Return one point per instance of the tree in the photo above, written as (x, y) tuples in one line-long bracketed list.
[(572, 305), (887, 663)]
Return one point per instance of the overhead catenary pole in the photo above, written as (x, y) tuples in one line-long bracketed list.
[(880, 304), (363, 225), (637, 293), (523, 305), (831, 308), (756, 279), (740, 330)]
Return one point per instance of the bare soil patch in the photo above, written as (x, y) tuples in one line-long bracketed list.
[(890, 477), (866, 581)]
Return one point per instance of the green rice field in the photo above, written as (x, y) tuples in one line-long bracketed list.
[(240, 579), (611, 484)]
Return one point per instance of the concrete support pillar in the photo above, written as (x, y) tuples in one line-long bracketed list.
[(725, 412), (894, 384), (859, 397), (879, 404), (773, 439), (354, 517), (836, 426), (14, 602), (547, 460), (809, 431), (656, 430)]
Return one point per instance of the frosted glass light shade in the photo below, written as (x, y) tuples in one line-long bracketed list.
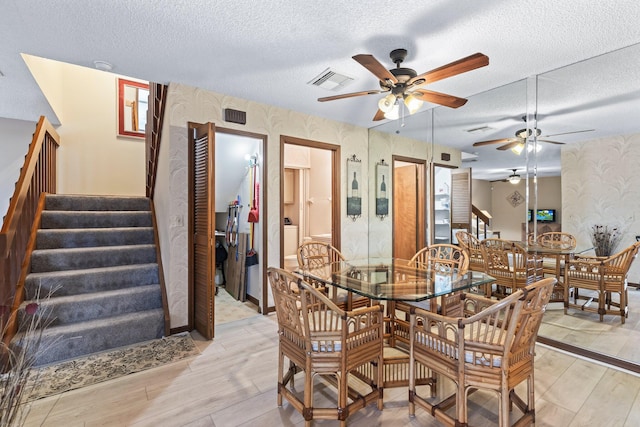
[(386, 104), (413, 104)]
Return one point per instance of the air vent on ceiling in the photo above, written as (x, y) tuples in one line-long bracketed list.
[(330, 80), (468, 157), (479, 129)]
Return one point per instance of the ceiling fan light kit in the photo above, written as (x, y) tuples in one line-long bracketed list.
[(404, 84), (514, 178)]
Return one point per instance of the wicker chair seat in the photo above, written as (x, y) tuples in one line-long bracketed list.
[(450, 348), (319, 338), (497, 339)]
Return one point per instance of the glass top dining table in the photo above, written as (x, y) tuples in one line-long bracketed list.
[(393, 279)]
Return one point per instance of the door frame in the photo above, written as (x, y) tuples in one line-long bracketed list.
[(263, 304), (335, 187), (421, 202)]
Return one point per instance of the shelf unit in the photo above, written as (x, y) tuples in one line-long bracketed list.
[(441, 205)]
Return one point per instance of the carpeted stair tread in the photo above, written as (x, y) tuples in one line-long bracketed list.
[(62, 202), (73, 282), (95, 219), (64, 342), (95, 259), (83, 258), (95, 305), (91, 237)]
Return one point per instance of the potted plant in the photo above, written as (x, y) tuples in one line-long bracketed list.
[(605, 239)]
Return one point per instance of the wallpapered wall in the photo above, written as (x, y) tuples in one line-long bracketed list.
[(184, 104), (601, 185)]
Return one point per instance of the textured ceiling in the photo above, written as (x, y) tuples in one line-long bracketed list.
[(268, 51)]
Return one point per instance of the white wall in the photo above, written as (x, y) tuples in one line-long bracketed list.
[(601, 186), (92, 159), (15, 137), (320, 192), (184, 104)]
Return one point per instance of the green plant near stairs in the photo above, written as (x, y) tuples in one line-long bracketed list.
[(97, 257)]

## GIVEN PROBLEM
Lay out the part of the material above that opens with the line containing "Return one point per instance of the overhead" and closes with the line containing "[(450, 348), (319, 338), (497, 339)]" as a JSON list of strings, one string per line, with blank lines dropped. Leave any picture out of the list.

## OUTPUT OF THE EXERCISE
[
  "Return one point per instance of the overhead catenary pole in the photo above, written as (x, y) tuples in one line-long bracketed list.",
  "[(880, 304), (363, 225), (637, 293), (523, 305), (831, 308), (756, 279), (740, 330)]",
  "Return one point per instance of the bare soil patch in the photo above, written as (x, y) tuples in one line-long bracketed list.",
  "[(890, 477), (866, 581)]",
  "Return one point per instance of the green rice field in the photo above, written as (x, y) tuples in one line-long bracketed list.",
  "[(240, 579), (611, 484)]",
  "Return one point per instance of the concrete support pillar in the photo above, written as (x, y) tuples in one line-long bracketed list.",
  "[(725, 412), (894, 384), (859, 397), (879, 404), (773, 439), (354, 517), (836, 426), (14, 602), (547, 460), (809, 431), (656, 430)]",
  "Return one point per instance of the frosted glass light shade in the photo below, written as (x, y) tuples in one line-long bracketed list.",
  "[(386, 104), (413, 104)]",
  "Return one point per instance of the air vent on ceiling in the photo above, written as (x, y) tuples in one line-long bracketed list.",
  "[(330, 80), (468, 157), (479, 129)]",
  "Return one point per instance of the ceiling fan light kit in the photo above, written as (x, y) tuples in one line-long bracketed list.",
  "[(404, 84), (514, 178)]",
  "Return one point per instance of the wicker chair seat in the photo above, written as (x, y) tuples in one line-long bracketed list.",
  "[(450, 348), (319, 338), (497, 339)]"
]